_Aufgaben_
**1.** Kopiere den Zeitungstext über die Stolpersteine an der Alster vollständig und wortgetreu.
**2.** Setze nur die Zeilen der Liste ab der Zeile mit „answer like [174,159].“ bis einschließlich zum Ende der Liste in eine Markdown-Tabelle mit den Spalten „Nr.“ und „Zeile“ um. Lass leere Zeilen weg.

_Vorliegender Text_
Über Zeit kann man stolpern oder mehr davon bekommen. „Stolpersteine – Zeitzeichen“ illustrieren EXPO-Projekt  ■ Von Sandra Wilsdorf

Zeit für eine Pause. Kurz mal auf diese Bank setzen. „Verlieren Sie keine Zeit“, quengelt eine Stimme, leise und schnell wie eine Platte mit zu hoher Geschwindigkeit. Penetrant, antreibend. „Verlieren Sie keine Zeit.“ Eine Bank, die sprechen kann? Nein, ein Stolperstein. Eines von 15 Zeitzeichen, über die seit gestern fällt, wer zwischen Kennedybrücke und Schöner Aussicht an der Alster entlanghastet oder rastet. 15 StudentInnen der Hochschule für Bildende Künste haben ihre Ideen zum Thema „Zeiten der Stadt“ umgesetzt.

_Vorliegende Liste_
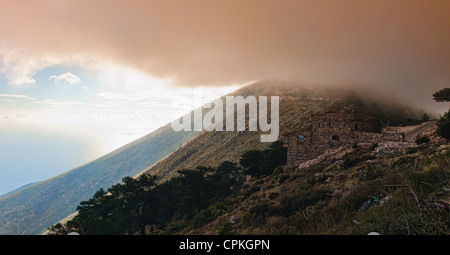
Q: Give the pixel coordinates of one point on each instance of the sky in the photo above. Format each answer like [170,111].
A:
[116,70]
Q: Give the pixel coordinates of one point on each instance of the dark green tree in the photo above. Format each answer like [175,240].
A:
[251,162]
[443,124]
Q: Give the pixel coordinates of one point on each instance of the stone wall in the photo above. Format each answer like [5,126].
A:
[332,130]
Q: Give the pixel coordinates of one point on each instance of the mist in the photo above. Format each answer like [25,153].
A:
[400,46]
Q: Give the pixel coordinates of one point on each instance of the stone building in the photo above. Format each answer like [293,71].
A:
[331,130]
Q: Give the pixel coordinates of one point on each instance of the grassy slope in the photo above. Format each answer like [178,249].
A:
[297,103]
[324,198]
[33,209]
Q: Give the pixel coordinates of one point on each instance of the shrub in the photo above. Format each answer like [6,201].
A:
[422,139]
[225,229]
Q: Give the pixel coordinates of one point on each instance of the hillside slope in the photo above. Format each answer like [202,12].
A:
[297,103]
[33,209]
[198,192]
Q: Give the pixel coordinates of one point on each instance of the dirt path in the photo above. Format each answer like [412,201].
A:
[411,135]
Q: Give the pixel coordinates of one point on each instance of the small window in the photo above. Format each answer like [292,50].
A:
[301,139]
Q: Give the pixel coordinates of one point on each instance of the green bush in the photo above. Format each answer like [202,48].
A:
[225,229]
[422,139]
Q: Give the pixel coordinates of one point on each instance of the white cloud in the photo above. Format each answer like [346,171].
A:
[22,81]
[67,77]
[17,96]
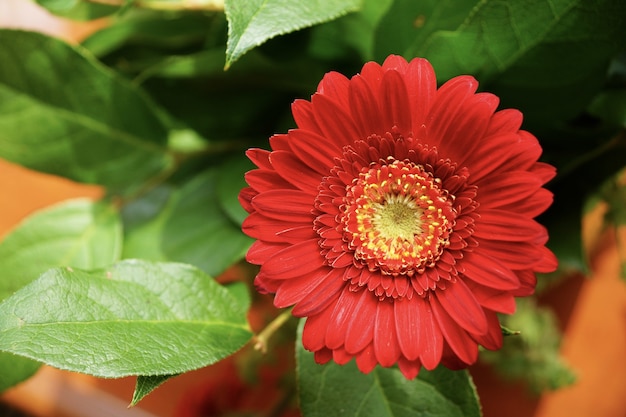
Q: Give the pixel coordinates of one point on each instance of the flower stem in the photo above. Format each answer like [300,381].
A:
[261,340]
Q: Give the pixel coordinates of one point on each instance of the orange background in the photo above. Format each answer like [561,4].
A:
[592,312]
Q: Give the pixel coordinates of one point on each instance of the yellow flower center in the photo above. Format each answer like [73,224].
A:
[397,218]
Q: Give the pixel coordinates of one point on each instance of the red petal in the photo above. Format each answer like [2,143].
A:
[448,100]
[341,318]
[421,85]
[505,121]
[260,157]
[458,339]
[385,337]
[260,251]
[341,356]
[548,263]
[292,291]
[263,180]
[245,198]
[508,187]
[323,356]
[528,281]
[366,360]
[515,255]
[315,330]
[302,111]
[295,260]
[409,368]
[364,108]
[408,322]
[327,293]
[259,227]
[503,225]
[467,128]
[396,109]
[431,339]
[334,121]
[294,171]
[288,205]
[459,302]
[316,151]
[489,271]
[335,86]
[496,300]
[360,329]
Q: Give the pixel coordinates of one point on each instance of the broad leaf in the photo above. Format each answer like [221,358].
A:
[186,225]
[78,9]
[78,233]
[145,385]
[537,55]
[251,23]
[15,369]
[75,119]
[331,389]
[134,318]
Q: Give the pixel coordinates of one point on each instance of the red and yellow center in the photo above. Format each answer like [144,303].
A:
[397,218]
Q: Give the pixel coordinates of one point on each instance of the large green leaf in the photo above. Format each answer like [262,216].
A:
[251,23]
[63,113]
[333,390]
[15,369]
[77,233]
[546,57]
[78,9]
[133,318]
[186,225]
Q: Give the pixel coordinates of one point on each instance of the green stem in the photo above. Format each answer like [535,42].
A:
[261,340]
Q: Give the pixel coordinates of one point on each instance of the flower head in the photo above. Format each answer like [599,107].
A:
[398,217]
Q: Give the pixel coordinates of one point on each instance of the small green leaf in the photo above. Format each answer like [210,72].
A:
[78,9]
[75,119]
[78,233]
[145,385]
[134,318]
[15,369]
[251,23]
[533,356]
[333,390]
[191,227]
[528,53]
[229,184]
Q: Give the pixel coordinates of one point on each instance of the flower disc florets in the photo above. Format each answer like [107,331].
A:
[398,217]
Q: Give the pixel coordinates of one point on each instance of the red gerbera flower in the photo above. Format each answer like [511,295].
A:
[398,217]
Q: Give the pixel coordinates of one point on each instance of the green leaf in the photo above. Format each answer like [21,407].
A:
[253,22]
[353,32]
[78,233]
[78,9]
[145,385]
[75,119]
[229,184]
[533,356]
[15,369]
[529,52]
[335,390]
[134,318]
[187,225]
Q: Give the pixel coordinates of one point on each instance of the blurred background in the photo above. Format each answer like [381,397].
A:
[590,310]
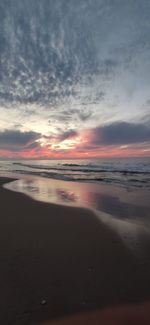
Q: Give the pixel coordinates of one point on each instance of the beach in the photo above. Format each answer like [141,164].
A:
[57,261]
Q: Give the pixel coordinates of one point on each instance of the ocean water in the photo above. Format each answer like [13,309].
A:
[116,189]
[126,172]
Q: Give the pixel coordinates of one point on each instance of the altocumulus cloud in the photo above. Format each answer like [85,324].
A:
[11,139]
[119,133]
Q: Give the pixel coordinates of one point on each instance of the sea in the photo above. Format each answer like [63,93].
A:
[117,190]
[124,172]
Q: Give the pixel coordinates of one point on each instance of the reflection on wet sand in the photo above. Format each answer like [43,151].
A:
[127,212]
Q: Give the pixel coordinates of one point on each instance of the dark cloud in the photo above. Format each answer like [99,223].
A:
[11,139]
[120,133]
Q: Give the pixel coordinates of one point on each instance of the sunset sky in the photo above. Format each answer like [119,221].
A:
[74,78]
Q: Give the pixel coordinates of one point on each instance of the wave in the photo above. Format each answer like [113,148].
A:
[84,168]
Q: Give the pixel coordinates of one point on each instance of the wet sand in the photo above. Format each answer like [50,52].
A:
[57,261]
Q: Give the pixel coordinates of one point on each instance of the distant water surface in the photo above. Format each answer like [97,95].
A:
[126,172]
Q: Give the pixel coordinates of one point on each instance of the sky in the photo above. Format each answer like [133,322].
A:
[74,78]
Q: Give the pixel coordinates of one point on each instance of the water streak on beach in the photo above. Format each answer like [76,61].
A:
[129,172]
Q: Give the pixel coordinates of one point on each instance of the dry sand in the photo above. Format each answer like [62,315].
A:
[57,261]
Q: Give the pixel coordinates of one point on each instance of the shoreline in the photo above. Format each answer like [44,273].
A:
[65,257]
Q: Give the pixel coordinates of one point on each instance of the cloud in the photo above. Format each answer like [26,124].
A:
[11,139]
[120,133]
[67,135]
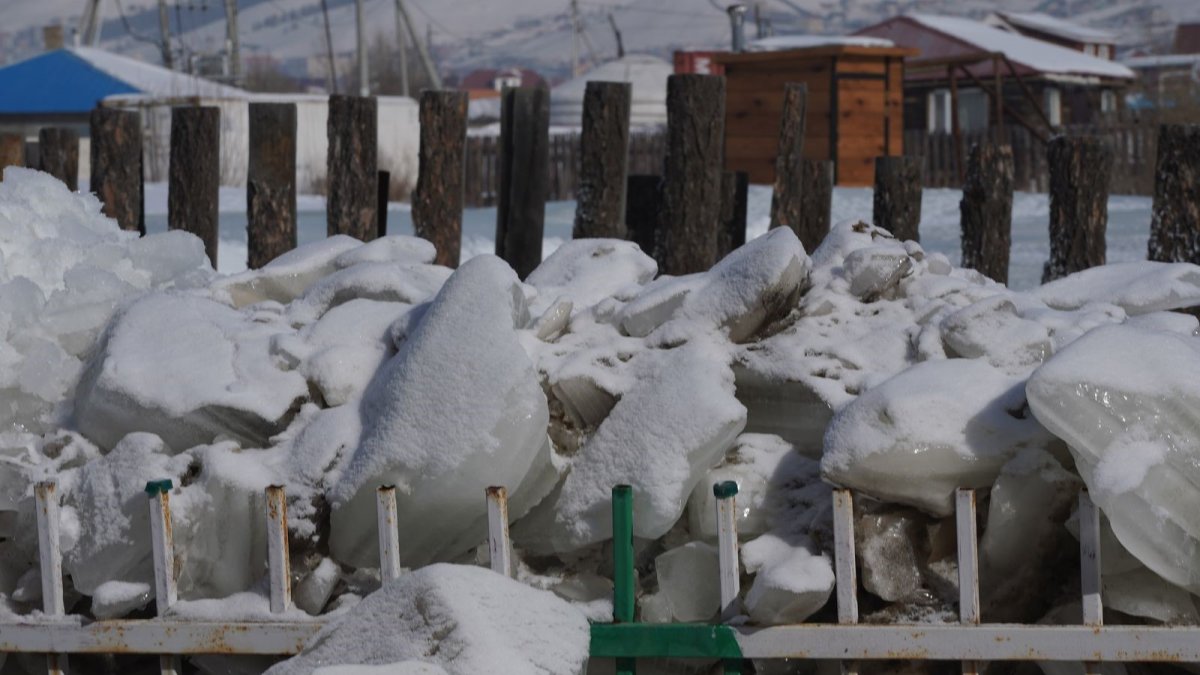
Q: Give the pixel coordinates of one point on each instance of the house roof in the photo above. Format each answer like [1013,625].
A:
[1033,54]
[73,81]
[1057,27]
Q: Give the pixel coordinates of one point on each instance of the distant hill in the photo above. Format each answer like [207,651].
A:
[468,34]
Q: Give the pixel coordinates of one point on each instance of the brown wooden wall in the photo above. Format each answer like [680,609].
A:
[855,113]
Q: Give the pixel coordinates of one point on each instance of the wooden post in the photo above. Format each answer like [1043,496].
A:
[12,151]
[898,196]
[816,207]
[691,178]
[117,166]
[351,166]
[438,199]
[642,203]
[987,210]
[525,177]
[271,183]
[383,186]
[1175,223]
[59,151]
[604,161]
[786,201]
[1079,204]
[195,174]
[735,201]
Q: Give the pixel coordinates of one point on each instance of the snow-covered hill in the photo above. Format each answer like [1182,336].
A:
[469,34]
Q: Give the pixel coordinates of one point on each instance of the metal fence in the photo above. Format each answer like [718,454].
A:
[58,634]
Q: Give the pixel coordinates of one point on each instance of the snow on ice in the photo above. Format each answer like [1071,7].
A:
[342,366]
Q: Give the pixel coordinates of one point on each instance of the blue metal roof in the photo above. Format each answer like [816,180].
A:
[57,83]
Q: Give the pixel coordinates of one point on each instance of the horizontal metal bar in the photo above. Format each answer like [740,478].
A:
[159,635]
[951,641]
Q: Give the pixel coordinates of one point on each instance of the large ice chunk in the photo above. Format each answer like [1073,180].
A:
[187,369]
[1138,287]
[673,424]
[456,410]
[934,428]
[791,583]
[466,620]
[1125,399]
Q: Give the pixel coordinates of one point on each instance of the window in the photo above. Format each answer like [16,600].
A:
[1053,102]
[939,107]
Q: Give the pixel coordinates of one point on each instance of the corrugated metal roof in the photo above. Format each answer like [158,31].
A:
[58,83]
[73,81]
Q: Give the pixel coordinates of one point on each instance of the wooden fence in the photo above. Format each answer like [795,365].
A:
[1133,156]
[646,154]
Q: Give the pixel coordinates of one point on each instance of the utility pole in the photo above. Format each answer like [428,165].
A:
[364,73]
[421,48]
[331,79]
[165,28]
[232,46]
[401,43]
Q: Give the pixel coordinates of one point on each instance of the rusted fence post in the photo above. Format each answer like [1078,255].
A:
[691,178]
[987,210]
[604,161]
[1080,169]
[193,178]
[525,177]
[643,201]
[117,166]
[351,167]
[59,154]
[271,183]
[1175,223]
[787,199]
[735,199]
[898,196]
[441,184]
[12,151]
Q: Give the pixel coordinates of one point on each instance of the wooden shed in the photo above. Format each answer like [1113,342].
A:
[855,107]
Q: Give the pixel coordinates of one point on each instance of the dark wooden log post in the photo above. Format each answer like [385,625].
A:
[816,205]
[691,178]
[1175,223]
[271,183]
[1079,204]
[787,199]
[193,178]
[351,167]
[898,196]
[735,199]
[642,205]
[604,161]
[59,154]
[117,166]
[525,177]
[987,210]
[382,197]
[12,151]
[439,196]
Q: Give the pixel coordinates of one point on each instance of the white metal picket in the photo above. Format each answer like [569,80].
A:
[849,641]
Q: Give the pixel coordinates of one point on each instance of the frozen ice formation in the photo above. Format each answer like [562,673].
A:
[1123,398]
[466,620]
[135,381]
[934,428]
[456,410]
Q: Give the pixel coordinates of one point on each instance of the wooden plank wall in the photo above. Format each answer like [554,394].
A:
[754,102]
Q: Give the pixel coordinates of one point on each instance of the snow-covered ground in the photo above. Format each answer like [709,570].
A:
[1127,236]
[343,366]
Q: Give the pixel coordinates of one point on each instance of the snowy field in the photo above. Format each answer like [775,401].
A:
[1127,236]
[343,366]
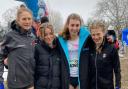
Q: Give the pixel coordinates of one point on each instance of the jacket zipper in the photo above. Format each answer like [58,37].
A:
[96,68]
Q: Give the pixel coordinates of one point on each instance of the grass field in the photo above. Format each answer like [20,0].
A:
[124,73]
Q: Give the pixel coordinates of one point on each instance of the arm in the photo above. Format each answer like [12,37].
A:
[3,55]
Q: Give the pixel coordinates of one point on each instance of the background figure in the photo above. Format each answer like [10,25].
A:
[104,60]
[74,44]
[47,56]
[18,47]
[112,39]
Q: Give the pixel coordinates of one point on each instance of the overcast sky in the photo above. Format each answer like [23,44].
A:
[83,7]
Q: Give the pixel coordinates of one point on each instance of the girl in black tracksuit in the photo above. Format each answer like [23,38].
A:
[104,61]
[47,71]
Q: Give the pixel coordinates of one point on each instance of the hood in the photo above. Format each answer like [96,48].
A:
[16,27]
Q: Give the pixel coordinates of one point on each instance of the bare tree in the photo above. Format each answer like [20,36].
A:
[115,11]
[56,20]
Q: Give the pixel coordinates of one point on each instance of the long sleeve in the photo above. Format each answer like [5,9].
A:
[3,54]
[117,70]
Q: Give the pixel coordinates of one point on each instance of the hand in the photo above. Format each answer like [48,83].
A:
[6,61]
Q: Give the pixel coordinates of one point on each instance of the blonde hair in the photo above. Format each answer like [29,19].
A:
[65,32]
[43,28]
[98,24]
[21,10]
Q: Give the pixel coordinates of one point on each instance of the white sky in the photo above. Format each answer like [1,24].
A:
[84,8]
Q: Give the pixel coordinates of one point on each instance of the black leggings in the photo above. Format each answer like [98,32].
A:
[74,81]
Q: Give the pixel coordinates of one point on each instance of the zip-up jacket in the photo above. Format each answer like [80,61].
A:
[83,60]
[18,47]
[103,64]
[47,71]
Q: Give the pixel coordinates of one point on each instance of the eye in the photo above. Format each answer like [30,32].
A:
[77,25]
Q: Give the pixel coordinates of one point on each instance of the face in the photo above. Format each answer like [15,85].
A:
[25,20]
[97,35]
[48,36]
[74,27]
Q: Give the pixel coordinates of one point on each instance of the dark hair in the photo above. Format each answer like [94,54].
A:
[44,19]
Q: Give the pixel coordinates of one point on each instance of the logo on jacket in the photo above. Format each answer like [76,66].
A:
[104,55]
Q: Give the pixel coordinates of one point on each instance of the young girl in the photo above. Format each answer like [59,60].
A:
[105,63]
[18,47]
[47,56]
[74,45]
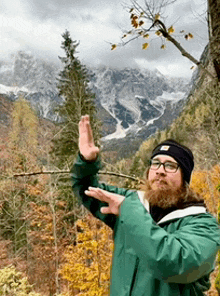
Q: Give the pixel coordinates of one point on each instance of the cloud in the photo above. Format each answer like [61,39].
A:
[37,25]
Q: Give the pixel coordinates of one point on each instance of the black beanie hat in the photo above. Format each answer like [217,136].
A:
[180,153]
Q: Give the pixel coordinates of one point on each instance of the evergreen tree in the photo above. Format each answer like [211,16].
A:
[78,100]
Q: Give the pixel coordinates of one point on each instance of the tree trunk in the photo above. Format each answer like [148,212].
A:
[214,33]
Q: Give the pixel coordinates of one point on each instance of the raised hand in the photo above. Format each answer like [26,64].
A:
[86,142]
[114,200]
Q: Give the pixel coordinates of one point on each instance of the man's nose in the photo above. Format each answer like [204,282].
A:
[161,170]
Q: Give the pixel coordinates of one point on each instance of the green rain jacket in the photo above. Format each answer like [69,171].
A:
[172,257]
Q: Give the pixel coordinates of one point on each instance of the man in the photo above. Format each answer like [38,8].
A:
[165,241]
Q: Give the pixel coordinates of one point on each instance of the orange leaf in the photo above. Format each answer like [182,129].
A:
[145,45]
[113,46]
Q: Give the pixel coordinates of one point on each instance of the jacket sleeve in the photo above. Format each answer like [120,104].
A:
[83,175]
[180,257]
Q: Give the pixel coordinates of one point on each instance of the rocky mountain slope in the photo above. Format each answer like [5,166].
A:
[131,103]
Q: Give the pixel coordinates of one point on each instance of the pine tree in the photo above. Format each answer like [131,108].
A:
[78,100]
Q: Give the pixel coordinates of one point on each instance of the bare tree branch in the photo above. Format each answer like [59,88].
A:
[68,172]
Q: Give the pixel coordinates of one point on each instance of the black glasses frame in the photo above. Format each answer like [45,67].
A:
[164,164]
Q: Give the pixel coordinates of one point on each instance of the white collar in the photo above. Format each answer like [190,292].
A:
[192,210]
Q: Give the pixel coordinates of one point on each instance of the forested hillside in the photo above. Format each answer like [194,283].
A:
[50,245]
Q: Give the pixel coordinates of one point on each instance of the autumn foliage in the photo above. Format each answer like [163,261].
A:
[87,267]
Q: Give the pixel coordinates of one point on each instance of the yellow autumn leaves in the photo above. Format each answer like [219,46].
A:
[138,19]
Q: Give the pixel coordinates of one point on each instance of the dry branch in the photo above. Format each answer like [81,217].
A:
[68,172]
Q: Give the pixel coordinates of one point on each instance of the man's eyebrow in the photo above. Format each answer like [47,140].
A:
[158,158]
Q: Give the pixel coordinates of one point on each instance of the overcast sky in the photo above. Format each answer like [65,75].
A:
[37,26]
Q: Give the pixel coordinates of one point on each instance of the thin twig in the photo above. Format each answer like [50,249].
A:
[68,172]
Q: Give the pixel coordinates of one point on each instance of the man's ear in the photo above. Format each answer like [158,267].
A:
[146,173]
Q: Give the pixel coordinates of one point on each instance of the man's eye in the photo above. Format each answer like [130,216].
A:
[155,163]
[170,165]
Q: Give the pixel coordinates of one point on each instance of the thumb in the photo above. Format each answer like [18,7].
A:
[106,210]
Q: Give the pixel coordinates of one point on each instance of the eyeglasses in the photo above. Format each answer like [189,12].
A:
[169,166]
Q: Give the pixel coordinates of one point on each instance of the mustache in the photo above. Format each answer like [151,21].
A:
[162,181]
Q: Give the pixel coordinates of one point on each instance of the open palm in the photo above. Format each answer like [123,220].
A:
[86,142]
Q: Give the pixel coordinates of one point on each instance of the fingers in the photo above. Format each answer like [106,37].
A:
[98,193]
[85,130]
[106,210]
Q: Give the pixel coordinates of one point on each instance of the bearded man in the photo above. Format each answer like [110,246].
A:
[165,241]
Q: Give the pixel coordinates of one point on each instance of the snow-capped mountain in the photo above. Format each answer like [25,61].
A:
[131,103]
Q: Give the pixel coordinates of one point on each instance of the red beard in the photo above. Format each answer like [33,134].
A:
[165,197]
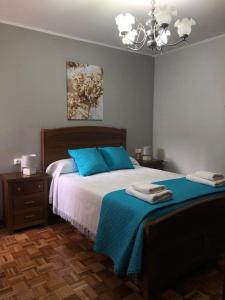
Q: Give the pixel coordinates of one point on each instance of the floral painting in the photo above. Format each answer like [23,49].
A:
[84,91]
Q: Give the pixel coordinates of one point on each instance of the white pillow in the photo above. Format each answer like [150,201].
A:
[134,162]
[62,166]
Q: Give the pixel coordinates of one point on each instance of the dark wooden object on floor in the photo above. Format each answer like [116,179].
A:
[174,244]
[153,163]
[25,200]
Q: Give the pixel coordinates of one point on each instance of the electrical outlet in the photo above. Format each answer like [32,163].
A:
[17,161]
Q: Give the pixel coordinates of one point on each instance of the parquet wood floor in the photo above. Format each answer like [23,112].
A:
[57,262]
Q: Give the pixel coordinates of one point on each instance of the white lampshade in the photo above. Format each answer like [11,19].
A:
[124,23]
[29,161]
[164,14]
[162,38]
[184,26]
[129,38]
[146,150]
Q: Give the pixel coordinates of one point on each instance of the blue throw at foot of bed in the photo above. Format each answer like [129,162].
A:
[122,219]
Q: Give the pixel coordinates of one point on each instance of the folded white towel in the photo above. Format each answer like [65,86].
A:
[151,198]
[193,177]
[148,188]
[209,175]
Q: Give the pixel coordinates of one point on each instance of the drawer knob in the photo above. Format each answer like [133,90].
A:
[29,216]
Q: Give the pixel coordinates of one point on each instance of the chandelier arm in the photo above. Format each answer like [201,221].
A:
[136,47]
[139,31]
[183,40]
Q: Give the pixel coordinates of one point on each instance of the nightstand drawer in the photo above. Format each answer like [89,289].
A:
[24,188]
[28,216]
[22,203]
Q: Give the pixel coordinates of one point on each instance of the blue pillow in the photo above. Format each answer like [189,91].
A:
[89,161]
[116,158]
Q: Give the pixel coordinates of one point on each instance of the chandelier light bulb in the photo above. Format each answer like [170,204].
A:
[129,38]
[162,38]
[124,23]
[164,14]
[184,26]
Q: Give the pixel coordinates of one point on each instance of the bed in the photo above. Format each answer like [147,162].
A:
[173,244]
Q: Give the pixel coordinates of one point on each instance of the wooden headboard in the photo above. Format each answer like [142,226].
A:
[56,142]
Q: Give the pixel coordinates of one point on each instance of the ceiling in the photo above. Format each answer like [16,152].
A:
[93,20]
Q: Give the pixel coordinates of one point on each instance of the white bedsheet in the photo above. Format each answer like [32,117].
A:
[78,199]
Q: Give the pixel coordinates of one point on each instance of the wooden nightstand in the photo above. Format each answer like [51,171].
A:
[154,164]
[25,200]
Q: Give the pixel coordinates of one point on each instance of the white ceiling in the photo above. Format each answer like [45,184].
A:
[93,20]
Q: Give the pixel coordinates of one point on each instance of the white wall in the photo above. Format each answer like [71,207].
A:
[189,107]
[33,90]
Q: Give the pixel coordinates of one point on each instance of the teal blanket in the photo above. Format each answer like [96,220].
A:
[122,219]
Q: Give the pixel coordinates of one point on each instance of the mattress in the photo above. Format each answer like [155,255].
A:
[78,199]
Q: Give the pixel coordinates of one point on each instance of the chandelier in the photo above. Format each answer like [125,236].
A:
[155,33]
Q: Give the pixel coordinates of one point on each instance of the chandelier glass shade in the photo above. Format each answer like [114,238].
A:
[155,33]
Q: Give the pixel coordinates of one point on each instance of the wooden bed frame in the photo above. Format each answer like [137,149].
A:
[174,244]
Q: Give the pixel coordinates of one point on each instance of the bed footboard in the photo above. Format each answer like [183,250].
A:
[180,242]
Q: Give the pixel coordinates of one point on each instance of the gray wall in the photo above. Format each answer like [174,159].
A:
[189,107]
[33,89]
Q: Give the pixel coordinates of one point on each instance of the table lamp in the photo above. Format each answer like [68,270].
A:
[29,164]
[146,153]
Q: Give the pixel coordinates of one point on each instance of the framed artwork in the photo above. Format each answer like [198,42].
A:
[84,91]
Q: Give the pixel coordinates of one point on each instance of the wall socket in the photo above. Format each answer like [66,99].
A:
[17,161]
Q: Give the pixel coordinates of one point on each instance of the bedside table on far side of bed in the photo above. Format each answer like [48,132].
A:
[153,163]
[25,200]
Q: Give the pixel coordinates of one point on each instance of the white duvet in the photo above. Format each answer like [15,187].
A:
[78,199]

_Antworten je Aufgabe_
**1.**
Über Zeit kann man stolpern oder mehr davon bekommen. „Stolpersteine – Zeitzeichen“ illustrieren EXPO-Projekt  ■ Von Sandra Wilsdorf

Zeit für eine Pause. Kurz mal auf diese Bank setzen. „Verlieren Sie keine Zeit“, quengelt eine Stimme, leise und schnell wie eine Platte mit zu hoher Geschwindigkeit. Penetrant, antreibend. „Verlieren Sie keine Zeit.“ Eine Bank, die sprechen kann? Nein, ein Stolperstein. Eines von 15 Zeitzeichen, über die seit gestern fällt, wer zwischen Kennedybrücke und Schöner Aussicht an der Alster entlanghastet oder rastet. 15 StudentInnen der Hochschule für Bildende Künste haben ihre Ideen zum Thema „Zeiten der Stadt“ umgesetzt.

**2.**
| Nr. | Zeile |
|---|---|
| 1 | Q: Give the pixel coordinates of one point on each instance of the gray wall in the photo above. Format each answer like [174,159]. |
| 2 | A: |
| 3 | [189,107] |
| 4 | [33,89] |
| 5 | Q: Give the pixel coordinates of one point on each instance of the table lamp in the photo above. Format each answer like [68,270]. |
| 6 | A: |
| 7 | [29,164] |
| 8 | [146,153] |
| 9 | Q: Give the pixel coordinates of one point on each instance of the framed artwork in the photo above. Format each answer like [198,42]. |
| 10 | A: |
| 11 | [84,91] |
| 12 | Q: Give the pixel coordinates of one point on each instance of the wall socket in the photo above. Format each answer like [66,99]. |
| 13 | A: |
| 14 | [17,161] |
| 15 | Q: Give the pixel coordinates of one point on each instance of the bedside table on far side of bed in the photo above. Format each answer like [48,132]. |
| 16 | A: |
| 17 | [153,163] |
| 18 | [25,200] |
| 19 | Q: Give the pixel coordinates of one point on each instance of the white duvet in the photo above. Format each answer like [15,187]. |
| 20 | A: |
| 21 | [78,199] |